When perusing the aisles of the grocery store, the women’s items can get confusing. It seems that there are 20 shampoos that all claim to moisturize your hair or 10 soaps that all claim to reduce acne. The same goes for feminine care, which is the most preferable and best to use? Menstrual cups, pads, or tampons? Luckily, we’re going to breakdown each item so that you can choose which one you would like to use.
Certainly, the newest option amongst the three, menstrual cups is also the eco-friendly option. Menstrual cups are a small silicone cup that you fold and insert into the vagina to catch and collect your menstruation. When properly taken care of, a menstrual cup can last up to 10 years, which is not only an sustainable option but also a cost-efficient one compared to buying pads and tampons.
A downside to menstrual cups is that it may be a bit of a hassle in case of emergencies. If your cup gets full or improperly inserted, it is not the easiest thing to remove and clean in a public bathroom. Also, some advise that menstrual cup may be better for those who are sexually active. Although, as long as you have your period, you’re old enough to use a menstrual cup. Vaginal muscles of virgins tend to be tenser when inserting and removing it.
Menstrual cups are preferable for some women because it comes in two sizes and also there is no risk of toxic shock syndrome. It seems that menstrual cups are nearly perfect, it is eco-friendly, cost-efficient and the cleaner variant. Unlike pads and tampons that contain chemicals that can be absorbed by your vagina, menstrual cups do not have any of those, making it preferable for those who avoid chemicals in their health and wellness products.

Excerpted records:
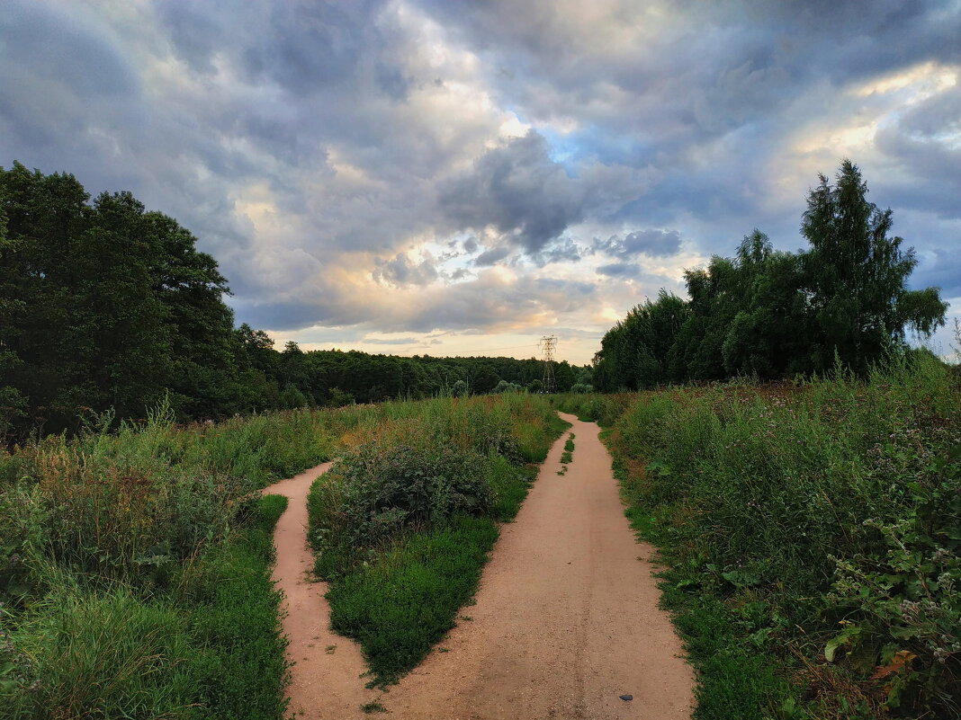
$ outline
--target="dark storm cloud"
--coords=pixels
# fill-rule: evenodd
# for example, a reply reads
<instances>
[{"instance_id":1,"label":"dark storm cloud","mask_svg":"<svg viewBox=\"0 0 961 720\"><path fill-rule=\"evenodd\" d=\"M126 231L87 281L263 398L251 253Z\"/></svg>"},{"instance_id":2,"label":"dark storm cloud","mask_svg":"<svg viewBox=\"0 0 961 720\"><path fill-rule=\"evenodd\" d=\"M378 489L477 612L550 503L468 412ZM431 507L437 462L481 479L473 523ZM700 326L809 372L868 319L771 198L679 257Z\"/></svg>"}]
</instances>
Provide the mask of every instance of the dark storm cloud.
<instances>
[{"instance_id":1,"label":"dark storm cloud","mask_svg":"<svg viewBox=\"0 0 961 720\"><path fill-rule=\"evenodd\" d=\"M440 207L452 227L494 226L510 244L535 252L580 220L584 197L530 131L484 154L441 194Z\"/></svg>"},{"instance_id":2,"label":"dark storm cloud","mask_svg":"<svg viewBox=\"0 0 961 720\"><path fill-rule=\"evenodd\" d=\"M661 14L672 16L663 32L620 46L620 31L656 23L648 4L614 4L605 22L587 12L568 21L564 12L576 5L431 7L524 116L579 122L568 143L579 157L656 171L648 191L621 208L625 221L668 224L687 213L771 224L758 199L768 191L766 161L784 154L786 133L829 118L832 98L852 82L961 61L961 12L950 2L663 4Z\"/></svg>"},{"instance_id":3,"label":"dark storm cloud","mask_svg":"<svg viewBox=\"0 0 961 720\"><path fill-rule=\"evenodd\" d=\"M378 260L377 265L374 279L392 285L427 285L440 276L430 259L413 263L403 253L390 260Z\"/></svg>"},{"instance_id":4,"label":"dark storm cloud","mask_svg":"<svg viewBox=\"0 0 961 720\"><path fill-rule=\"evenodd\" d=\"M493 248L491 250L484 251L480 255L475 257L474 264L479 268L497 265L497 263L509 255L510 252L510 248Z\"/></svg>"},{"instance_id":5,"label":"dark storm cloud","mask_svg":"<svg viewBox=\"0 0 961 720\"><path fill-rule=\"evenodd\" d=\"M633 301L670 282L634 258L670 264L681 237L729 254L756 226L799 247L806 190L840 160L819 138L881 118L851 159L918 248L914 279L961 292L961 84L852 94L956 69L956 2L604 7L14 0L0 164L174 215L219 260L238 321L493 327L576 312L595 286L500 282L490 265L547 275L603 253L602 284L629 280ZM463 237L473 261L411 250Z\"/></svg>"}]
</instances>

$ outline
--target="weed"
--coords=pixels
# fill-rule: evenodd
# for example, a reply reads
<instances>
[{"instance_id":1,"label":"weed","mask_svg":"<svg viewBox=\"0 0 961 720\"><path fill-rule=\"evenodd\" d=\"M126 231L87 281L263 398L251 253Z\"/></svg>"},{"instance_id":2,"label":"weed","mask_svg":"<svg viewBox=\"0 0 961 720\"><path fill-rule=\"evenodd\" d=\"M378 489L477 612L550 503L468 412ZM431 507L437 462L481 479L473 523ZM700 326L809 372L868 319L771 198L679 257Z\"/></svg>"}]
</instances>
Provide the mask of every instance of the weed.
<instances>
[{"instance_id":1,"label":"weed","mask_svg":"<svg viewBox=\"0 0 961 720\"><path fill-rule=\"evenodd\" d=\"M935 361L644 393L607 442L698 718L953 717L961 413Z\"/></svg>"}]
</instances>

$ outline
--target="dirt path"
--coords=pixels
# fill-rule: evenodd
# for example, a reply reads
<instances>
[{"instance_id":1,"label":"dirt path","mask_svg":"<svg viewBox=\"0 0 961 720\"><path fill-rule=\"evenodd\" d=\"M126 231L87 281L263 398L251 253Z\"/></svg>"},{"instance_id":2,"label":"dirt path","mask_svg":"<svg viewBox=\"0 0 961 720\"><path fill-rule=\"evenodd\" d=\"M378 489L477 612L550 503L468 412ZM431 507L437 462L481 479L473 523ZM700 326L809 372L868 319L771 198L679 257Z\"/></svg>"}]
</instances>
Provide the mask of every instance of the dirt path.
<instances>
[{"instance_id":1,"label":"dirt path","mask_svg":"<svg viewBox=\"0 0 961 720\"><path fill-rule=\"evenodd\" d=\"M693 676L657 609L651 548L634 541L597 425L562 417L577 436L567 473L556 474L565 433L502 529L477 605L462 611L472 619L386 694L364 689L359 649L329 630L326 585L305 580L305 499L330 464L264 491L290 498L274 536L274 579L287 597L298 718L377 717L360 710L371 701L398 720L690 718Z\"/></svg>"},{"instance_id":2,"label":"dirt path","mask_svg":"<svg viewBox=\"0 0 961 720\"><path fill-rule=\"evenodd\" d=\"M404 720L690 718L693 674L593 422L554 444L484 568L473 619L382 702ZM640 558L638 557L640 556ZM619 699L633 695L629 702Z\"/></svg>"},{"instance_id":3,"label":"dirt path","mask_svg":"<svg viewBox=\"0 0 961 720\"><path fill-rule=\"evenodd\" d=\"M273 580L286 596L283 633L294 661L287 688L288 709L303 720L365 717L360 706L380 693L364 687L367 672L359 647L331 631L331 609L324 599L327 583L309 582L313 554L307 544L307 494L310 484L333 463L312 468L264 488L264 493L290 498L274 531L277 564Z\"/></svg>"}]
</instances>

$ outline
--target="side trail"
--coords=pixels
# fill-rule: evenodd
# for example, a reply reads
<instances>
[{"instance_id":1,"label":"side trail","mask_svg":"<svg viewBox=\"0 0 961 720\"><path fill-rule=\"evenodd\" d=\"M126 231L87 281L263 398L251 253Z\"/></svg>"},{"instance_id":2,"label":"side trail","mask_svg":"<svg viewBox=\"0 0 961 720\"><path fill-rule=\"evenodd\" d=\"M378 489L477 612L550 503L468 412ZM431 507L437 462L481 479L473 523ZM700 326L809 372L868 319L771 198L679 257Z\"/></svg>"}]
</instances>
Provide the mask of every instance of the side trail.
<instances>
[{"instance_id":1,"label":"side trail","mask_svg":"<svg viewBox=\"0 0 961 720\"><path fill-rule=\"evenodd\" d=\"M366 669L360 654L352 641L330 634L326 603L323 613L319 610L322 598L314 594L304 603L289 594L284 578L291 571L298 577L298 569L282 571L291 545L282 549L278 539L275 579L288 597L284 632L298 662L290 709L298 717L370 717L360 705L377 700L403 720L690 718L693 673L670 617L657 608L653 550L635 541L597 425L561 417L576 436L567 472L557 475L565 433L551 448L516 520L503 526L477 603L461 611L471 619L461 619L439 643L447 652L435 649L386 693L364 690L357 677ZM291 497L279 534L283 525L290 530L287 516L303 505L284 483L307 476L301 481L306 497L318 469L264 491ZM310 566L306 508L302 517L293 521L300 523L293 544L307 557L301 579ZM316 589L321 587L308 586L315 593L323 592ZM308 616L295 617L301 612ZM324 639L305 647L297 636L305 632ZM333 643L336 652L325 656L324 646ZM319 651L328 661L302 661L313 658L308 651Z\"/></svg>"},{"instance_id":2,"label":"side trail","mask_svg":"<svg viewBox=\"0 0 961 720\"><path fill-rule=\"evenodd\" d=\"M274 530L277 563L271 579L283 591L283 634L294 663L287 687L287 710L297 720L349 720L366 717L360 706L377 692L360 676L367 665L360 647L331 630L327 583L311 581L313 552L307 543L307 495L310 485L333 463L324 463L263 489L264 494L285 495L287 509Z\"/></svg>"}]
</instances>

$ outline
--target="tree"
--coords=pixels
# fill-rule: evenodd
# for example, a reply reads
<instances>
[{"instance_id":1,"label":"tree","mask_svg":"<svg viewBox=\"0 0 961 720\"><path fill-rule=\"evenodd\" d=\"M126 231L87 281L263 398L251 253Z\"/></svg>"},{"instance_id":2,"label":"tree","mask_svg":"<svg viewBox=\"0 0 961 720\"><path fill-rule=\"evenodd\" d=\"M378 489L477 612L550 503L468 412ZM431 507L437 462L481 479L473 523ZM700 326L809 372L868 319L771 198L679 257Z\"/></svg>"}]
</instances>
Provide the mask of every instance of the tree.
<instances>
[{"instance_id":1,"label":"tree","mask_svg":"<svg viewBox=\"0 0 961 720\"><path fill-rule=\"evenodd\" d=\"M948 305L935 288L909 291L917 265L914 249L888 237L890 208L868 202L868 186L850 160L841 163L835 183L819 176L811 190L801 232L811 244L803 255L810 293L815 371L841 362L858 372L896 345L906 328L930 335L945 323Z\"/></svg>"}]
</instances>

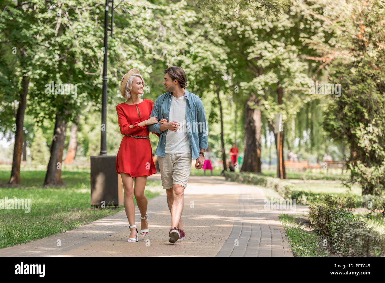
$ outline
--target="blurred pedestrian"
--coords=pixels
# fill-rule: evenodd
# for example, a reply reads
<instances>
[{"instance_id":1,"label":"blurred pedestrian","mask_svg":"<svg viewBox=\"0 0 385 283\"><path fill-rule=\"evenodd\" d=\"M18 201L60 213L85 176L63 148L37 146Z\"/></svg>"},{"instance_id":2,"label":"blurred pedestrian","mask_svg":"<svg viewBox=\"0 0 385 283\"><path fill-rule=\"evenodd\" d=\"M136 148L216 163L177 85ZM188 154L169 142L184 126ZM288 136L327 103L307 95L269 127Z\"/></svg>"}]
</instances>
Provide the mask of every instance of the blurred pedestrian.
<instances>
[{"instance_id":1,"label":"blurred pedestrian","mask_svg":"<svg viewBox=\"0 0 385 283\"><path fill-rule=\"evenodd\" d=\"M203 176L206 175L206 170L210 170L211 171L211 176L213 176L213 166L211 166L211 160L213 159L214 157L214 154L208 146L206 151L204 153L204 162L202 167L202 169L203 169Z\"/></svg>"},{"instance_id":2,"label":"blurred pedestrian","mask_svg":"<svg viewBox=\"0 0 385 283\"><path fill-rule=\"evenodd\" d=\"M235 162L237 161L239 151L239 150L237 147L237 143L234 143L233 144L233 147L230 149L230 156L231 158L231 163L233 163L233 167L235 166Z\"/></svg>"}]
</instances>

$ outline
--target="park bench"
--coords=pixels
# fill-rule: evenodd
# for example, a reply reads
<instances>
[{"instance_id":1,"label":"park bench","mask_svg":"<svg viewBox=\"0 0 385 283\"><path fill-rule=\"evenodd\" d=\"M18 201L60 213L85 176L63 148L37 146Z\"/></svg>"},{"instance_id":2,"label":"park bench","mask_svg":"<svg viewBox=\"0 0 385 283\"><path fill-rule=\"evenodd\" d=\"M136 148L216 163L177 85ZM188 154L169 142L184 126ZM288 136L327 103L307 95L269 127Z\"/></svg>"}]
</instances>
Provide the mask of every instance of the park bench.
<instances>
[{"instance_id":1,"label":"park bench","mask_svg":"<svg viewBox=\"0 0 385 283\"><path fill-rule=\"evenodd\" d=\"M285 168L293 168L298 171L305 171L309 168L309 162L307 160L298 160L298 162L291 160L285 161Z\"/></svg>"}]
</instances>

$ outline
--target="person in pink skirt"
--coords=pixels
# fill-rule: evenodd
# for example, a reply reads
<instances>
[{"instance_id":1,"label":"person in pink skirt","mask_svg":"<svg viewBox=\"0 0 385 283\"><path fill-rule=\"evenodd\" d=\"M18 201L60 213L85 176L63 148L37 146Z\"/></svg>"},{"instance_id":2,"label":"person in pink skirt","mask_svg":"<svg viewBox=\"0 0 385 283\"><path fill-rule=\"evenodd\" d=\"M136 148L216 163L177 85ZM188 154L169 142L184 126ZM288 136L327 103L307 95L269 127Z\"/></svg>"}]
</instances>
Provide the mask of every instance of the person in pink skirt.
<instances>
[{"instance_id":1,"label":"person in pink skirt","mask_svg":"<svg viewBox=\"0 0 385 283\"><path fill-rule=\"evenodd\" d=\"M211 166L211 161L210 159L214 157L214 155L210 151L208 146L206 152L204 153L204 162L202 169L203 170L203 176L206 175L206 170L210 170L211 171L211 176L213 176L213 166Z\"/></svg>"}]
</instances>

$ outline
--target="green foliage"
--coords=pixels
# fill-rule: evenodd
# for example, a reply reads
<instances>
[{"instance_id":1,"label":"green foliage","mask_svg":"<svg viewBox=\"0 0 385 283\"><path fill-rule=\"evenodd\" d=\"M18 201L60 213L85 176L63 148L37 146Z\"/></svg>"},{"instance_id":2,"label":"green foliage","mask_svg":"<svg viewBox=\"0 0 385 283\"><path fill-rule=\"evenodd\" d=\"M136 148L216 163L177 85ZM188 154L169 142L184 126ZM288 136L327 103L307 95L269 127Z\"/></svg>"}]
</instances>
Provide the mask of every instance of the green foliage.
<instances>
[{"instance_id":1,"label":"green foliage","mask_svg":"<svg viewBox=\"0 0 385 283\"><path fill-rule=\"evenodd\" d=\"M385 238L351 211L315 203L309 206L309 218L315 230L328 238L342 256L373 256L385 252ZM330 243L329 243L330 244Z\"/></svg>"},{"instance_id":2,"label":"green foliage","mask_svg":"<svg viewBox=\"0 0 385 283\"><path fill-rule=\"evenodd\" d=\"M47 165L50 155L47 140L44 138L41 128L35 127L35 130L33 140L31 146L32 163L34 165Z\"/></svg>"}]
</instances>

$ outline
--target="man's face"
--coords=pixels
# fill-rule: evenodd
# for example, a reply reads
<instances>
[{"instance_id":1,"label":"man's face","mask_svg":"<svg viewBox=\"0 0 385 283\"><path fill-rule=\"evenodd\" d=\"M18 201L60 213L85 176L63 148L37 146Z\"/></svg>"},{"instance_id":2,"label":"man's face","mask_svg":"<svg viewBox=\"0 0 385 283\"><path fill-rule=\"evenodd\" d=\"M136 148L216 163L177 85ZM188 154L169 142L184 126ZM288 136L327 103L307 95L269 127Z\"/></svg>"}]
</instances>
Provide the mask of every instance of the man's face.
<instances>
[{"instance_id":1,"label":"man's face","mask_svg":"<svg viewBox=\"0 0 385 283\"><path fill-rule=\"evenodd\" d=\"M164 85L166 91L172 92L175 90L175 85L169 75L168 73L166 73L164 75L164 80L162 83Z\"/></svg>"}]
</instances>

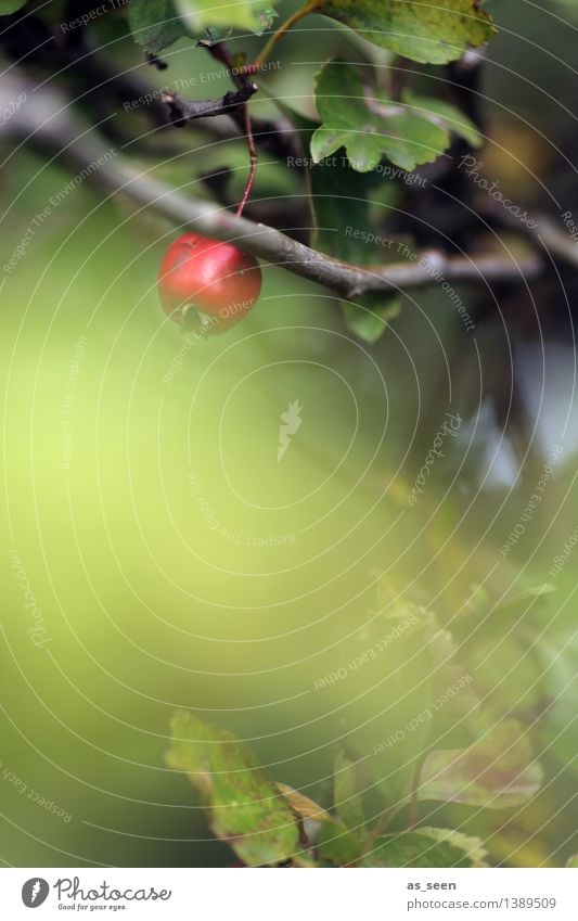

Brief: Repeat the passage of the menstrual products text from "Certainly, the newest" to "pads and tampons." word for word. The entries are unrelated to the menstrual products text and stand as their own material.

Solution for this problem:
Certainly, the newest option amongst the three, menstrual cups is also the eco-friendly option. Menstrual cups are a small silicone cup that you fold and insert into the vagina to catch and collect your menstruation. When properly taken care of, a menstrual cup can last up to 10 years, which is not only an sustainable option but also a cost-efficient one compared to buying pads and tampons.